Start of Records shown

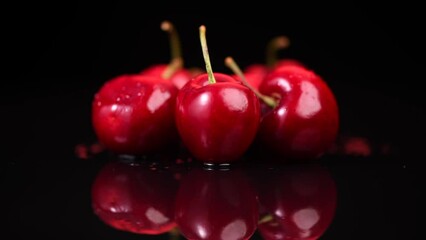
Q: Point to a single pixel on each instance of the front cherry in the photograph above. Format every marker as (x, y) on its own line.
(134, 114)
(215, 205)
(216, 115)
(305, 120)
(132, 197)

End of Records shown
Start of Records shown

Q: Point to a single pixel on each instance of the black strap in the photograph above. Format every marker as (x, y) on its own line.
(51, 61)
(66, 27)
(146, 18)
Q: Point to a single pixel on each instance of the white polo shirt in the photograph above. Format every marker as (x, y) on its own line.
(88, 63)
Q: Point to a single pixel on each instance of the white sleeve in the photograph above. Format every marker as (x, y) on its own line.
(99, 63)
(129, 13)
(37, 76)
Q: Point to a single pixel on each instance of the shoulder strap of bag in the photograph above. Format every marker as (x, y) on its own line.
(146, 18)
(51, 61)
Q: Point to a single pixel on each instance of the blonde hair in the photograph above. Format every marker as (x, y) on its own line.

End of Records shown

Once you reach the line with "of the shoulder" in the data above, copy it and every line after it exactly, up to and including the line with "of the blonde".

Q: Point to a single pixel on each instance of the shoulder strap of bag in the photograph above. Format every marker as (x, y) on its own line.
(146, 18)
(51, 61)
Q: Point to a single pixel on each instance of the blonde hair in the photograph above. Format every marker as (x, y) on its own line.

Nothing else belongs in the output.